Excerpt to read:

[Start of Attachment]

CKD is common and is associated with an increased risk of cardiovascular disease, mortality, progression to ESRD and AKI. There is very little understanding of the epidemiology of CKD progression in older people. Robust systems for identifying at-risk populations to prevent medication side effects, especially in the setting of acute illness, and higher awareness of albuminuria being a marker for progression to ESRD, may reduce the risk for these patients.

Chapter Review Questions

  1. 1.

    Why do trends on prevalence of RRT provide only limited information on causes of kidney disease?

  2. 2.

    Would you capture the entire population of patients with CKD by applying blood tests?

  3. 3.

    Who is at higher risk of death, a person with eGFR 50 ml/min without albuminuria or a person of the same age and sex with nephrotic syndrome but an eGFR of 88 ml/min?

  4. 4.

    In a given person, by how much can eGFR be wrong relative to the true (but unmeasured GFR) – and does that matter for clinical practice when looking at repeat measurements for that person?

[End of Attachment]

Data shown:

[Start of Attachment]

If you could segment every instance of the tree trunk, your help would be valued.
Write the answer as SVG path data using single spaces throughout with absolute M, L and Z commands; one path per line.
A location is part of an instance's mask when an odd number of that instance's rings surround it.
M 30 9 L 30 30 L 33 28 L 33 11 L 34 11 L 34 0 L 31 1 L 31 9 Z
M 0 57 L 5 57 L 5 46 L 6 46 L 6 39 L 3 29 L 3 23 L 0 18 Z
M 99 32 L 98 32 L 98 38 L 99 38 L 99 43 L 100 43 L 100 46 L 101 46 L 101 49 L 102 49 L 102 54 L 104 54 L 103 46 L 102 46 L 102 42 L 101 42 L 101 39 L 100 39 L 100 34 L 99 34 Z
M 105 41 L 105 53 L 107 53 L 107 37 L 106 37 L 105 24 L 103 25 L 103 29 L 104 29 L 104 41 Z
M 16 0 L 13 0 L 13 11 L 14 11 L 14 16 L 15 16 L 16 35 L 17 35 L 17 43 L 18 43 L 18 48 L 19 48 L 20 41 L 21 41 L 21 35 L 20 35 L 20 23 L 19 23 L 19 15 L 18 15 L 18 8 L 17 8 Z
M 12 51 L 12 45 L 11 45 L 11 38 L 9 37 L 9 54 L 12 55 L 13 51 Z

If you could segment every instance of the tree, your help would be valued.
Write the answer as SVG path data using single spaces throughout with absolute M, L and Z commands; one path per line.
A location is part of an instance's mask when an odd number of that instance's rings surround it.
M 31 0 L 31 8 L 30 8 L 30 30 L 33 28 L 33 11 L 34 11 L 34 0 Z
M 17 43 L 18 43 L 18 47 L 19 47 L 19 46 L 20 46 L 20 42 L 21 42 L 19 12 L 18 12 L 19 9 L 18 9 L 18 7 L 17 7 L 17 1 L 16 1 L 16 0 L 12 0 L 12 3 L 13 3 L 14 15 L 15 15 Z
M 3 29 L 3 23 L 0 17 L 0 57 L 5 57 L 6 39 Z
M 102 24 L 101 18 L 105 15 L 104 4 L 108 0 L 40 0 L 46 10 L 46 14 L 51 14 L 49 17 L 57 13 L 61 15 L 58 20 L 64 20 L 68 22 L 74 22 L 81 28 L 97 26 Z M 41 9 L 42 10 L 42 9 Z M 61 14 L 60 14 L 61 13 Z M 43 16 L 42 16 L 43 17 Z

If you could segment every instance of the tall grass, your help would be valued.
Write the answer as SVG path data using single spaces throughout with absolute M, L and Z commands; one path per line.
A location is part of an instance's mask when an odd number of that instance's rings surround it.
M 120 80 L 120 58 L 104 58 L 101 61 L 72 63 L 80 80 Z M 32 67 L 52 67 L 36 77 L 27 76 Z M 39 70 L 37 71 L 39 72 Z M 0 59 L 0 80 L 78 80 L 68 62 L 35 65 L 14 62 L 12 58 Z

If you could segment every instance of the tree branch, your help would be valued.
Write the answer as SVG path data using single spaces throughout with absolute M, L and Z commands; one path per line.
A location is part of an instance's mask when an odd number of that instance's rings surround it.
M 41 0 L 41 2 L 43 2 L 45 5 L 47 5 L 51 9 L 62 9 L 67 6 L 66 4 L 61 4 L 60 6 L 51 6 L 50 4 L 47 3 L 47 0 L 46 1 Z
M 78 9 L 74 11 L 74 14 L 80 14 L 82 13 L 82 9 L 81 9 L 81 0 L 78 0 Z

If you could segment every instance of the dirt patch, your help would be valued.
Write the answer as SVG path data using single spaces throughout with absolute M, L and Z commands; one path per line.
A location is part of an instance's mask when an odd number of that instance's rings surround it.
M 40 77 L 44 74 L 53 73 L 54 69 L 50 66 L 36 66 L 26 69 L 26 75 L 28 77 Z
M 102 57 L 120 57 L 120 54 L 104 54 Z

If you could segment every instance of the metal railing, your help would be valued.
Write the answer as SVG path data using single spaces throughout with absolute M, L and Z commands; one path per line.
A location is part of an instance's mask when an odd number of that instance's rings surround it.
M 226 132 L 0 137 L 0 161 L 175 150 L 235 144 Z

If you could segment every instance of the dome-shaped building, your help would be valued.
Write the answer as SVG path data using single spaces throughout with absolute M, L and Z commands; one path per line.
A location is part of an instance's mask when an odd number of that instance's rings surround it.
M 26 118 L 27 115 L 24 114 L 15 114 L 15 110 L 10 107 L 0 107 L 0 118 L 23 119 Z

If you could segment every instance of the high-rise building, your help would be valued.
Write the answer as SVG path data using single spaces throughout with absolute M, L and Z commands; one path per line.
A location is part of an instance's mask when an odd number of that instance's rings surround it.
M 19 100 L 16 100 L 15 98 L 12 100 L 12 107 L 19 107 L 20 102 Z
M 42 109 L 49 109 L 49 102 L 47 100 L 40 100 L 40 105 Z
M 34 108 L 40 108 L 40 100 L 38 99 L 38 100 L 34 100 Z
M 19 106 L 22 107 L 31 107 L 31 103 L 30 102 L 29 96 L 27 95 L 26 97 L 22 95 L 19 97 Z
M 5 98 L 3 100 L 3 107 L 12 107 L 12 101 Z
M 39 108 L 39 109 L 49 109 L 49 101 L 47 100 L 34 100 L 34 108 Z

[End of Attachment]

Activities:
[1] According to the chronic kidney disease excerpt, CKD is associated with an increased risk of which outcomes?
[2] Write the next part of the chronic kidney disease excerpt, picking up right after its last review question.
The listing has no connection to the chronic kidney disease excerpt.

Answers to the problems:
[1] Cardiovascular disease, mortality, progression to ESRD, and AKI.

[2]
  5. 5.

    Were the guidelines for CKD derived on two measurements of blood/urine more than 3 months apart?

Answers

  1. 1.

    RRT prevalence is not a good measure to use – that is, the number of people on dialysis or living with kidney transplants divided by the total population irrespective of the duration of RRT. The numerator of this figure is the number of patients starting dialysis in that year, plus the number of people that were already on dialysis or living with a kidney transplant in that year, minus the people who died on dialysis or with a transplant. The numerator is affected by a range of factors, which include the causes that drive people to end up on dialysis or with a kidney transplant, but also importantly how long people survive on dialysis or with a transplant which may mask any important associations. It also does not capture people with kidney failure who are treated conservatively.

  2. 2.

    No, CKD is defined by both urine and blood tests.

  3. 3.

    The person with nephrotic syndrome has higher risk of death.

  4. 4.

    eGFR may be ±20 ml/min erroneous, with the error decreasing as GFR declines, i.e. the error is much less in people with advanced CKD, compared to those with normal renal function. However, repeated measurement of eGFR over time in the same patient is meaningful as this will map kidney function change over time, provided the muscle mass/nutrition and fluid status are in a steady state.

  5. 5.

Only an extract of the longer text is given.